- **Data shown**
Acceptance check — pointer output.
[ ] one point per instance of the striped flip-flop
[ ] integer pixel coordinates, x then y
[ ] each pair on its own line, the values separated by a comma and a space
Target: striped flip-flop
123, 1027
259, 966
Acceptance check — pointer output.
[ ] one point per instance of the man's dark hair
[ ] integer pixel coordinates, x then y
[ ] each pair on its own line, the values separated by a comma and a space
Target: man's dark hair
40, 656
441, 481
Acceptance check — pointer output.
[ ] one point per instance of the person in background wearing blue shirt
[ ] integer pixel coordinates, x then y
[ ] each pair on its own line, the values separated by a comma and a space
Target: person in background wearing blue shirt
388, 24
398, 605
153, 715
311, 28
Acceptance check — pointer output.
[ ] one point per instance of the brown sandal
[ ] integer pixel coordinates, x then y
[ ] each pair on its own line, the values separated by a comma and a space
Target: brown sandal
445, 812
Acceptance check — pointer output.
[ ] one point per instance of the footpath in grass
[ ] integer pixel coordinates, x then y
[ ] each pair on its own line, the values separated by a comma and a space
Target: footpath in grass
* * *
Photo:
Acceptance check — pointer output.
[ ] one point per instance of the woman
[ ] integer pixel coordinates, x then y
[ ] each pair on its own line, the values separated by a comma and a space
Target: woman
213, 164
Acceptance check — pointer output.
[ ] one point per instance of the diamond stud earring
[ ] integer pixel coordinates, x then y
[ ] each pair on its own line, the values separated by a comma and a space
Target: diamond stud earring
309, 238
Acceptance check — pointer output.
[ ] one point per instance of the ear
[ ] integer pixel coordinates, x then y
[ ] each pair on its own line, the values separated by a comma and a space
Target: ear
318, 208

- **Task to carry out**
Gather each line of the rows above that contains the string "shirt" and copy it out in full.

- **Correct response**
[ ] one point per instance of the person in background wearing blue shirt
Target: person in background wearing blue shirt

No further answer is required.